-- begin --
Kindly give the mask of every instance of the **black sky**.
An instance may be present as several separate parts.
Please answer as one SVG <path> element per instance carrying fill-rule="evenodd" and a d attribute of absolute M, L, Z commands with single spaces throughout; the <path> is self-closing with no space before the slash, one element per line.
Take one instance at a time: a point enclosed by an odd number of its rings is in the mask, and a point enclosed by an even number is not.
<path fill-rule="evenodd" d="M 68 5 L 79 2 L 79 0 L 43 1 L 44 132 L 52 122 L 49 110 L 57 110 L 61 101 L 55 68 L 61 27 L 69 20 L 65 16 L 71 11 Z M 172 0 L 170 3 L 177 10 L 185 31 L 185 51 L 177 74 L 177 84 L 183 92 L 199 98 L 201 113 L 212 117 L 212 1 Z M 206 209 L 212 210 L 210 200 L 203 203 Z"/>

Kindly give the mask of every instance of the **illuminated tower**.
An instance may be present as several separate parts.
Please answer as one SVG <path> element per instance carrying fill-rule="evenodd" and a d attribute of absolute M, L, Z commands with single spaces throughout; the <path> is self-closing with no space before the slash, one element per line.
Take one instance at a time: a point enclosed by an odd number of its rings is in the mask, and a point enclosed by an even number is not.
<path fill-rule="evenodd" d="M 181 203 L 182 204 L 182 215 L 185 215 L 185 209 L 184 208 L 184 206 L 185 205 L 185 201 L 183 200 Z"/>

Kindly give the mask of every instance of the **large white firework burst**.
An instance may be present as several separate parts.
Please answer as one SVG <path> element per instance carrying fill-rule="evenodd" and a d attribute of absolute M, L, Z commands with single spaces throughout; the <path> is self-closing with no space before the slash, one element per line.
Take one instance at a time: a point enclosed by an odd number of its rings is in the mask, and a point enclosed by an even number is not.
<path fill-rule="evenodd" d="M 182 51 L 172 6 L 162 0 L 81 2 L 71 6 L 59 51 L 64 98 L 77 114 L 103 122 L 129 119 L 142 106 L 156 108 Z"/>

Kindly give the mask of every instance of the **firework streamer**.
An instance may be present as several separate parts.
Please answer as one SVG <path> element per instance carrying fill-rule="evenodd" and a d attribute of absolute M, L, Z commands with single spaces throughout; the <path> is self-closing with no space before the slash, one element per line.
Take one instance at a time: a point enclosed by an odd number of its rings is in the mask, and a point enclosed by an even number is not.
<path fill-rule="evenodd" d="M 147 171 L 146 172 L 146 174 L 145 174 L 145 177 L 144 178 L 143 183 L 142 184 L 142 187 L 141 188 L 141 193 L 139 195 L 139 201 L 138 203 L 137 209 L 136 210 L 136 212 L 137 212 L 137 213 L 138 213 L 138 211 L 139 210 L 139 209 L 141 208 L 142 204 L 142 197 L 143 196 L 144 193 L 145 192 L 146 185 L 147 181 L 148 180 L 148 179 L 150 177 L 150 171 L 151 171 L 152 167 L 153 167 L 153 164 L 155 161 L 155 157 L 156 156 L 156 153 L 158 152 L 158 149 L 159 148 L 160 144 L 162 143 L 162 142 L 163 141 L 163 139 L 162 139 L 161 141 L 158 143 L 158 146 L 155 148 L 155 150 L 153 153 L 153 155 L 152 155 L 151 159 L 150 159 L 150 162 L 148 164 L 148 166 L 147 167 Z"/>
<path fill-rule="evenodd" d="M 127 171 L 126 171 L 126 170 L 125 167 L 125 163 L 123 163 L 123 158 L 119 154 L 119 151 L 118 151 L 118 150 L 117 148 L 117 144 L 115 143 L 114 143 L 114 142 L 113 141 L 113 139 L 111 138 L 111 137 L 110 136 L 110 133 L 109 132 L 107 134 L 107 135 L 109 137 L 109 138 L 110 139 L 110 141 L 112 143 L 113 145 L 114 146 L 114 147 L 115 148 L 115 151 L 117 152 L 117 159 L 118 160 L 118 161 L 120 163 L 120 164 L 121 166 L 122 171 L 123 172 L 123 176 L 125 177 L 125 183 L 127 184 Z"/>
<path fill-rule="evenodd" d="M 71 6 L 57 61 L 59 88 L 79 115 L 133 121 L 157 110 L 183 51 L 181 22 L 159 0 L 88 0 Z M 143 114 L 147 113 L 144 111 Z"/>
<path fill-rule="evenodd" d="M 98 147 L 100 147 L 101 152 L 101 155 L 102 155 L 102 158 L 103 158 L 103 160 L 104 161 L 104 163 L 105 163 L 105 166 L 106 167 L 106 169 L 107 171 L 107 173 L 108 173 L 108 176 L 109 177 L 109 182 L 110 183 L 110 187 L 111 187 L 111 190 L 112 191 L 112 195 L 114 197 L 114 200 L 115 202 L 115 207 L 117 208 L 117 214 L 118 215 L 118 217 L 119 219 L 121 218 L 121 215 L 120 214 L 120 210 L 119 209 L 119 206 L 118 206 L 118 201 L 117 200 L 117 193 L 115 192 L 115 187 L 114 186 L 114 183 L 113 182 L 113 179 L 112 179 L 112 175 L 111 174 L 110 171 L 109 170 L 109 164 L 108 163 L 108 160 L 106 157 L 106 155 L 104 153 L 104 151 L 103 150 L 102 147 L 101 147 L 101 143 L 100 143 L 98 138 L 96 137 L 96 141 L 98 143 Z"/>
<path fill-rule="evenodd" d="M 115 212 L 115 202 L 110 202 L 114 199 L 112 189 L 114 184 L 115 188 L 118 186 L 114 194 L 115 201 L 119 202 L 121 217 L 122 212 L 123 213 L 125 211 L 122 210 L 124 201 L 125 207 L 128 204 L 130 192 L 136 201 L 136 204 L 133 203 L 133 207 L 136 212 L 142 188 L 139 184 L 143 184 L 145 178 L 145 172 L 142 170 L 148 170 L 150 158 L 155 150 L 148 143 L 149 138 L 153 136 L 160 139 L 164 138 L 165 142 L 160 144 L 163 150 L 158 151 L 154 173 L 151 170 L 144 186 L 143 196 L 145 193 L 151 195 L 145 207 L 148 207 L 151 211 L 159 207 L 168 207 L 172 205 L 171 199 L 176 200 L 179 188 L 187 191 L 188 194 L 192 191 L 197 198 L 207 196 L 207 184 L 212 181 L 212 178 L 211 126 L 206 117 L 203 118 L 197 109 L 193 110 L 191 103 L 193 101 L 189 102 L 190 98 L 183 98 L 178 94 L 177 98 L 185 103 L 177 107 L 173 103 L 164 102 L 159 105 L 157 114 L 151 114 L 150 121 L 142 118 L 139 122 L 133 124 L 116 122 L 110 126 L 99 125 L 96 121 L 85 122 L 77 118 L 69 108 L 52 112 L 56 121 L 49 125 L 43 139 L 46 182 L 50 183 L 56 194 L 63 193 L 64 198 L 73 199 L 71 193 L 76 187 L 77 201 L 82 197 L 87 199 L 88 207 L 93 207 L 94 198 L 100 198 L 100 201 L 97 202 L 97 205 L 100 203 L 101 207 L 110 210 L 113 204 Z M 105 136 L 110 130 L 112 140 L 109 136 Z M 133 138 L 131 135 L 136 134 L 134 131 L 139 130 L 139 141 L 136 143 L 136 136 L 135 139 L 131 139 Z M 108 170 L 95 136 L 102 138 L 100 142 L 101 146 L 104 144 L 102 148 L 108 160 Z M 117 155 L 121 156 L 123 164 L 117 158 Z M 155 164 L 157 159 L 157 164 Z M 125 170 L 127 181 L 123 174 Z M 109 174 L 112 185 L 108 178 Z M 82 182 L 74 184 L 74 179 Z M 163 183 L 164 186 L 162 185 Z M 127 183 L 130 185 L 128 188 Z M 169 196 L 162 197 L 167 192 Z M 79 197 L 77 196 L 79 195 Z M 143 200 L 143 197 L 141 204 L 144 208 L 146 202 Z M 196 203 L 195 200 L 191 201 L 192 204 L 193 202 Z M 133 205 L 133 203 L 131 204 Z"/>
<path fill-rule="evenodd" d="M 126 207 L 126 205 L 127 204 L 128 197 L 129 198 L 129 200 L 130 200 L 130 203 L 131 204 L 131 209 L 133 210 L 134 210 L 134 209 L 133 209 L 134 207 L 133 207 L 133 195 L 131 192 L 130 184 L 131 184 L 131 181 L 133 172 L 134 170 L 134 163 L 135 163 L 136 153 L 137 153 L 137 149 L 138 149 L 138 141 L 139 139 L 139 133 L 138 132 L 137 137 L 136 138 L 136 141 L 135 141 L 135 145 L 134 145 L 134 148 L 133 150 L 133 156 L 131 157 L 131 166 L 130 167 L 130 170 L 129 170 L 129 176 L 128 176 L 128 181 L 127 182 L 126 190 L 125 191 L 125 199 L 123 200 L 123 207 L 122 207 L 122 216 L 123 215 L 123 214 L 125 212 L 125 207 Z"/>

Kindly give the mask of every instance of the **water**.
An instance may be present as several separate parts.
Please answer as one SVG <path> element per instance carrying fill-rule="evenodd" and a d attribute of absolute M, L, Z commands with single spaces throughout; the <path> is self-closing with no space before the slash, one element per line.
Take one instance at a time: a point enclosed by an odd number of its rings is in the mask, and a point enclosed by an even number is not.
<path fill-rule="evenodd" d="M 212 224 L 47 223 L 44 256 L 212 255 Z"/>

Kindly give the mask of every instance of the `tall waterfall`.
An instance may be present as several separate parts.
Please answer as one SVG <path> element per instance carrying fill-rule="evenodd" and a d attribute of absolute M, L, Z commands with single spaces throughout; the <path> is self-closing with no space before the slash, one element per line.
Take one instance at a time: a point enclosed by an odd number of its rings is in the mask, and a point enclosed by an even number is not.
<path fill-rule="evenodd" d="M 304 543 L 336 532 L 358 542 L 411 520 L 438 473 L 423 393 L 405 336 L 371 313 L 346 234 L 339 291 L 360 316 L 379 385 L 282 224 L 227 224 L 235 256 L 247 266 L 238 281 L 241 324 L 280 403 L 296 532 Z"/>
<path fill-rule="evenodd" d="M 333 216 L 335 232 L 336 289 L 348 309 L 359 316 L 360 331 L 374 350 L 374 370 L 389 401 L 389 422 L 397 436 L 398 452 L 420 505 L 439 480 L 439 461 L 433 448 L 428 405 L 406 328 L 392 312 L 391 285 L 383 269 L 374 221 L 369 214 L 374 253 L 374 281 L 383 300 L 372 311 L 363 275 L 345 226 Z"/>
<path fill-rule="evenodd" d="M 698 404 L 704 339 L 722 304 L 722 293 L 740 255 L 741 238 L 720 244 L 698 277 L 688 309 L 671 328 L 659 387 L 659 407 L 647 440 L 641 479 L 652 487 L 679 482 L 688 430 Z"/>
-- end --
### Exercise instructions
Reproduce the lines of the material above, from the line containing "Kindly give the mask of every instance of the **large" through the line containing "182 51 L 172", keeping every character identical.

### Result below
Kindly give the mask of every instance of the **large white firework burst**.
An instance may be present as several separate parts.
Please answer as one SVG <path> element per instance carrying fill-rule="evenodd" and a d attribute of absolute M, L, Z commands with single spaces throughout; the <path> is self-closing with no space before the slash, one element per line.
Take one instance at a time: a point enclosed by an odd number of its rings is in the mask, and a point enclosed by an even number is not.
<path fill-rule="evenodd" d="M 182 51 L 172 6 L 162 0 L 81 2 L 71 6 L 59 51 L 64 98 L 77 114 L 103 122 L 129 119 L 142 106 L 156 108 Z"/>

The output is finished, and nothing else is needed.